Excerpts from an object-pointing dataset
++++++++

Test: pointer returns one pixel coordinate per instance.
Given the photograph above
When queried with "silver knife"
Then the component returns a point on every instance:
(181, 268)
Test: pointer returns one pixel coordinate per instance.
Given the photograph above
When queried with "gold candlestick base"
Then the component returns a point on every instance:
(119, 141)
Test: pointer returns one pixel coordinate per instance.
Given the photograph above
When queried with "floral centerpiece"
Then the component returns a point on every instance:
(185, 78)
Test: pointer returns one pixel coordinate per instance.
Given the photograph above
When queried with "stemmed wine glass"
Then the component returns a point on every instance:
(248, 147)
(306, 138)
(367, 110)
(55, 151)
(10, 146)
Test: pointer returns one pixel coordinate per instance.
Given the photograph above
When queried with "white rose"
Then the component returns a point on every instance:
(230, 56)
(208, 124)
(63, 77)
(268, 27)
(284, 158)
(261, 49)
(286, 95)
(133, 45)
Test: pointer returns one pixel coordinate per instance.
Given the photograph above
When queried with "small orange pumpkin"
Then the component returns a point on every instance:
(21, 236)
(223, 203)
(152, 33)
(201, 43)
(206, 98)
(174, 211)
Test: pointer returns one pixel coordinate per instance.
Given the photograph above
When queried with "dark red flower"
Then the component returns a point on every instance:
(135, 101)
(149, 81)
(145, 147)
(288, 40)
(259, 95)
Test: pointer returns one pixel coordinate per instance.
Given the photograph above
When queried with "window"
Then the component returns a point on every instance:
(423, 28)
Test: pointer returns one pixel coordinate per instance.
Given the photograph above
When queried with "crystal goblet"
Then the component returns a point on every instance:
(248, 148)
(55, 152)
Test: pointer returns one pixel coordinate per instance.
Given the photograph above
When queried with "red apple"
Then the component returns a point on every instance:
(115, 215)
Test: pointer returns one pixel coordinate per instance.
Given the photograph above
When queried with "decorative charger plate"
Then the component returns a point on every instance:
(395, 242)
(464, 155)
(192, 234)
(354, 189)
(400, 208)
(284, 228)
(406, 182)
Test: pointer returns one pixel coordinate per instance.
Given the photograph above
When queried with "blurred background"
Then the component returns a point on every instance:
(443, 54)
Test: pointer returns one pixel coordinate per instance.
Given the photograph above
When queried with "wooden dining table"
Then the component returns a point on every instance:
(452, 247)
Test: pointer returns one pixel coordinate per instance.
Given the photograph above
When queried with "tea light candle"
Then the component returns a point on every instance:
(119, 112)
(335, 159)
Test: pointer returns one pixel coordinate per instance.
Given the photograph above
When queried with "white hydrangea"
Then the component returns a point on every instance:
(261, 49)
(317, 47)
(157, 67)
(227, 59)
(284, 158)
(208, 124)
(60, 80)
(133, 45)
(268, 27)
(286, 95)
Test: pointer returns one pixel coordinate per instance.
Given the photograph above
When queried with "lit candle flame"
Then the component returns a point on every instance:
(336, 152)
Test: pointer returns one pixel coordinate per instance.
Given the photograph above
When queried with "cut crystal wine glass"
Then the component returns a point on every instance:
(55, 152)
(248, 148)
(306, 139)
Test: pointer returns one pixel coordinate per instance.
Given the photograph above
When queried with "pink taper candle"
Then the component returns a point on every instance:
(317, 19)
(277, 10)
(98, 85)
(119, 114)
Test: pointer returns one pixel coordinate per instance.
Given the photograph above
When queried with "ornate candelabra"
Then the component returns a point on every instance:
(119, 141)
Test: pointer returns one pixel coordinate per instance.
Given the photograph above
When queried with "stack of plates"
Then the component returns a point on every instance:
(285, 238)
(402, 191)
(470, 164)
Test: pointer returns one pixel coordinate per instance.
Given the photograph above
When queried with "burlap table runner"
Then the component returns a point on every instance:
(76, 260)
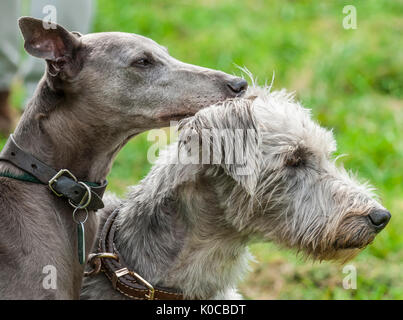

++++++++

◆ Required task: Pick out every line in the entries above that holds the string "table", paying attention to upper and lower case, and copy each such line.

◆ Task solution:
When queried with "wooden dining table"
When queried with "burlap table runner"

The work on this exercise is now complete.